> Input rows
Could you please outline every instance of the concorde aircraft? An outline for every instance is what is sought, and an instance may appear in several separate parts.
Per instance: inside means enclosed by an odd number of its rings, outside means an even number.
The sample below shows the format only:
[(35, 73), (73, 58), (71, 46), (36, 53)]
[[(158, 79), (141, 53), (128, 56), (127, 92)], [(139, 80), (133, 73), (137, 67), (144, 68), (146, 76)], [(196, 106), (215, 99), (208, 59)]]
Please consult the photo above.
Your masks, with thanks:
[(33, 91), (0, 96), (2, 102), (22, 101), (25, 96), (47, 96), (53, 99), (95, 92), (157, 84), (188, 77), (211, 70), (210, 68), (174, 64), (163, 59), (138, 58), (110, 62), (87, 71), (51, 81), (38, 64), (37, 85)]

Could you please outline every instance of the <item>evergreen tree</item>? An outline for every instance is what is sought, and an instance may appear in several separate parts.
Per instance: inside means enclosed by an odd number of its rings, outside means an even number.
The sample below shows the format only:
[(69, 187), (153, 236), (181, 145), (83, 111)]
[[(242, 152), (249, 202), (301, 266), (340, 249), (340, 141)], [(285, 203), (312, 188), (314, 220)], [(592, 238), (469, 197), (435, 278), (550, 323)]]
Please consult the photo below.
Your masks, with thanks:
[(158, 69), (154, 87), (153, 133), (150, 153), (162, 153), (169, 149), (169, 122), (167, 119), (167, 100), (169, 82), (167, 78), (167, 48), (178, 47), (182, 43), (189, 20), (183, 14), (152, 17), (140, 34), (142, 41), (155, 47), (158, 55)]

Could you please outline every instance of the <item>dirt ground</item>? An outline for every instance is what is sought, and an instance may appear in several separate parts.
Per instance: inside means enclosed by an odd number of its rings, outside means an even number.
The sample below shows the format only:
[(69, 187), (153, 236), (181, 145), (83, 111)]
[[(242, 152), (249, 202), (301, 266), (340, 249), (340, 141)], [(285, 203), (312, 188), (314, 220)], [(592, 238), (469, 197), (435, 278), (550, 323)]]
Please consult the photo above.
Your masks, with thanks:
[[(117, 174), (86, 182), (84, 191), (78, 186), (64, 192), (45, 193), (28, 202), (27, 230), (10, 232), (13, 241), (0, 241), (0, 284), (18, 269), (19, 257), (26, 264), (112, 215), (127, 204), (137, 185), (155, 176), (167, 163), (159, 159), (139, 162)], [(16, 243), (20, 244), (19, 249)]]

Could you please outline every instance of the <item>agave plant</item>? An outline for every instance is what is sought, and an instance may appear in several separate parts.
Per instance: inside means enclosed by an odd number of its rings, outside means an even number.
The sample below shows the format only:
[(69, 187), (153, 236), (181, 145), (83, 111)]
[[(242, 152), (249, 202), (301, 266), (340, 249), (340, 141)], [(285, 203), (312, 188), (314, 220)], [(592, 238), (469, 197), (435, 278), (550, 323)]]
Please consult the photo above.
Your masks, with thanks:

> What is needed
Write out, character for character, the stretch of the records from the line containing "Could you please outline every instance of the <item>evergreen" through the line containing "47), (158, 55)]", including both of those lines and nothing else.

> Correct output
Could you please outline every instance of the <item>evergreen tree</item>? An outline for every instance is what is sought, and an instance may appear in several separate parts.
Per instance: inside means enclosed by an odd number of its rings, outside means an even number.
The sample below shows the format only:
[(69, 187), (153, 236), (181, 145), (83, 111)]
[[(242, 152), (249, 202), (301, 266), (340, 249), (340, 141)], [(285, 203), (312, 188), (314, 220)], [(592, 238), (469, 197), (435, 278), (550, 323)]]
Please consult the photo below.
Your masks, with thanks:
[(158, 69), (154, 87), (153, 133), (150, 153), (162, 153), (169, 149), (169, 122), (167, 119), (167, 100), (169, 82), (167, 78), (167, 48), (178, 47), (182, 43), (189, 20), (183, 14), (152, 17), (140, 34), (142, 41), (155, 47), (158, 55)]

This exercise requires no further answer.